Given instruction:
Leave out the pictures, and reproduce exactly the lines from the line containing "Where can you see the striped" through the final line of the entries.
▬▬▬
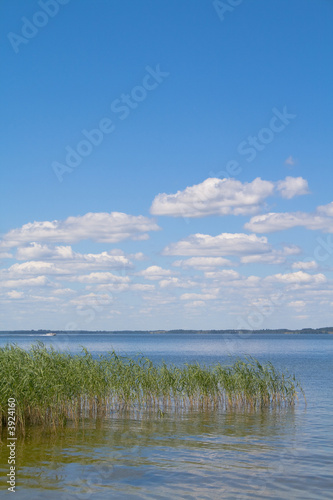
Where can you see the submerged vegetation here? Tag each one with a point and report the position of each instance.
(51, 387)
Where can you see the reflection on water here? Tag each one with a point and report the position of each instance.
(193, 455)
(283, 453)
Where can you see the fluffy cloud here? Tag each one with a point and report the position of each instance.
(24, 282)
(310, 264)
(321, 220)
(203, 263)
(292, 186)
(102, 227)
(223, 244)
(154, 273)
(224, 275)
(100, 278)
(14, 294)
(298, 277)
(176, 283)
(225, 196)
(197, 296)
(274, 257)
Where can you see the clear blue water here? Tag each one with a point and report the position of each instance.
(282, 454)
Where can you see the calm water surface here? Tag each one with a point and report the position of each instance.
(282, 454)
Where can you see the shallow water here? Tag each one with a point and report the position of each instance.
(276, 454)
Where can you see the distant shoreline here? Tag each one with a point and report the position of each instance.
(325, 330)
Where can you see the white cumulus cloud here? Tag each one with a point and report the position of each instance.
(102, 227)
(225, 196)
(223, 244)
(292, 186)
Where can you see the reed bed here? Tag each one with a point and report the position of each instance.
(52, 387)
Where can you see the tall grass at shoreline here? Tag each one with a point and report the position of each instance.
(51, 387)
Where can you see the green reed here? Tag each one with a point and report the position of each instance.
(51, 387)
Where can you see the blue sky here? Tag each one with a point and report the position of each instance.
(205, 165)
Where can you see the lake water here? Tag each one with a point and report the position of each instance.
(265, 454)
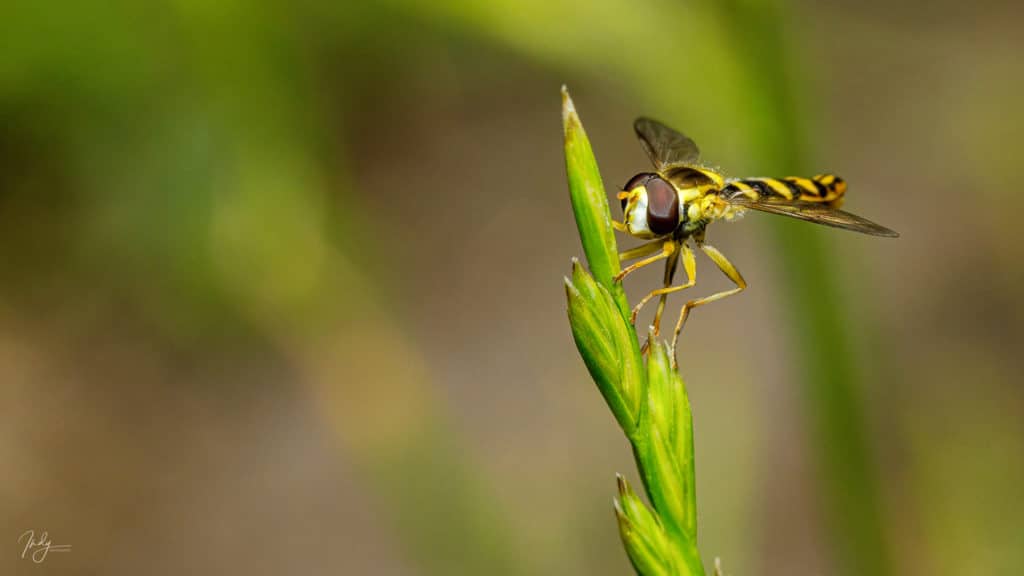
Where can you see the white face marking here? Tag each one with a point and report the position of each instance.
(636, 215)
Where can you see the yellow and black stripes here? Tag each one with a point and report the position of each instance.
(827, 189)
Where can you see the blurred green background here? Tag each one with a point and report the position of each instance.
(281, 285)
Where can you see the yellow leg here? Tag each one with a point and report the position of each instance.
(668, 249)
(689, 265)
(730, 271)
(641, 250)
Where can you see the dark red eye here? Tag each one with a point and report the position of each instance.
(636, 180)
(663, 206)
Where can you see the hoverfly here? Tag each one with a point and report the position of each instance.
(677, 202)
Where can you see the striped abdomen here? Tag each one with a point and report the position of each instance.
(827, 189)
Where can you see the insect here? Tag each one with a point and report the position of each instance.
(676, 203)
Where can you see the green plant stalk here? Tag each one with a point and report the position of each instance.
(648, 401)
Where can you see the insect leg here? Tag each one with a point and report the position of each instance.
(668, 249)
(689, 265)
(730, 271)
(641, 250)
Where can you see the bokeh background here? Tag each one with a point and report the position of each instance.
(281, 285)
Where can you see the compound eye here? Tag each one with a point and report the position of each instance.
(634, 182)
(663, 206)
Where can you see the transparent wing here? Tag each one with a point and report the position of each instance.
(812, 212)
(665, 147)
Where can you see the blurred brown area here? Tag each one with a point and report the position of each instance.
(280, 287)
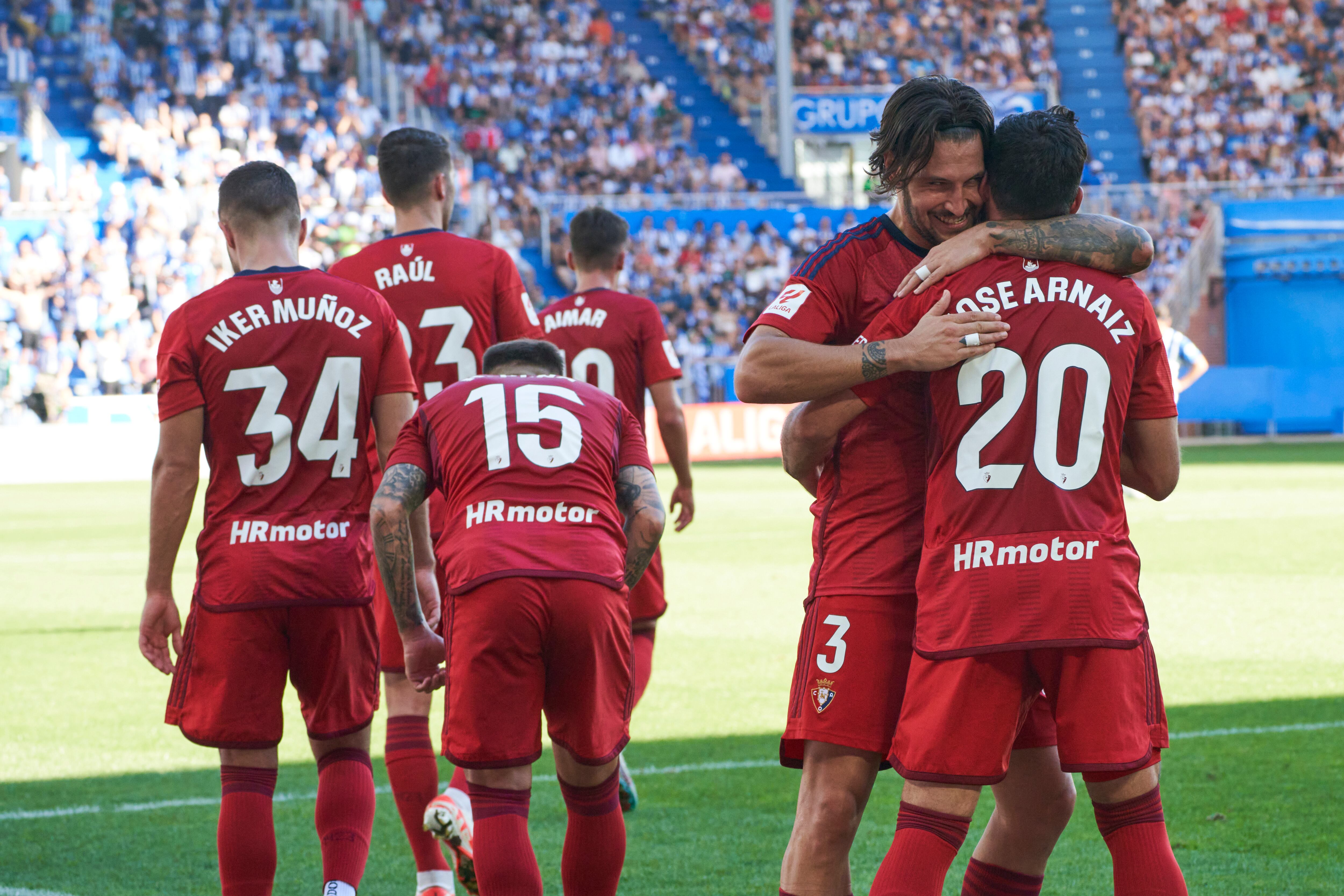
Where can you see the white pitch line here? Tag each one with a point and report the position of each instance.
(1268, 730)
(647, 770)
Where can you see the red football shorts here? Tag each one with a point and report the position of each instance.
(518, 648)
(647, 600)
(230, 677)
(961, 716)
(850, 677)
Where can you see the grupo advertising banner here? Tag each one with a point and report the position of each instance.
(830, 113)
(725, 432)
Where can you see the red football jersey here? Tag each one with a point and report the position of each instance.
(527, 467)
(453, 299)
(615, 342)
(448, 319)
(287, 363)
(1026, 539)
(870, 499)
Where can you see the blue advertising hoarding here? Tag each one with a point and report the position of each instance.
(861, 112)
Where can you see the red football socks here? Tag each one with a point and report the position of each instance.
(595, 840)
(246, 833)
(925, 844)
(345, 813)
(1140, 852)
(506, 864)
(413, 772)
(984, 879)
(643, 647)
▬▬▬
Final result:
Where can you see the striped abdomen here? Tag each one with a point and report the position of each instance.
(827, 189)
Where can you see the insect here? Tag each one with a point and report the position of each instance.
(676, 203)
Where can you see the green plant stalk here? Tag each one with a point and report the position of each instance.
(648, 401)
Where can you see the insect leg here? Tag each one with a point and report the position of each instance.
(668, 249)
(689, 265)
(730, 271)
(641, 250)
Where can you see the bokeh background here? Tag each one with a point and report the position of each instance.
(281, 285)
Where can you see the compound eye here? Tag each one with a point and report the position of each instance.
(634, 182)
(663, 206)
Where can you see the transparent wing here? Tag each one with a point and report the position of each instance.
(812, 212)
(665, 147)
Where can you see the blurred brown area here? Tag each one with a point and report the position of each instance.
(280, 287)
Where can you see the white pitch line here? Tag each one with a point and report the position of each instance.
(1268, 730)
(647, 770)
Where can you see the red football shorts here? Tag each one with a point and report the position of each instance.
(518, 648)
(647, 600)
(230, 677)
(961, 716)
(850, 677)
Where can you see the grupo advertising banner here? Tag each one with a point and report the position of each instance.
(830, 113)
(725, 432)
Where can you see the red football jersey here? Tag each one with a point and report the position of each instance.
(527, 467)
(453, 299)
(615, 342)
(448, 319)
(287, 363)
(1026, 539)
(870, 499)
Where can you see the blue advertising hoarding here? Tag each one with a point and report the position of each instance.
(861, 112)
Where can you see the red football socks here? Tag each one with a point and report the position of each instance.
(595, 840)
(246, 833)
(925, 844)
(345, 813)
(1140, 852)
(506, 864)
(413, 772)
(984, 879)
(643, 647)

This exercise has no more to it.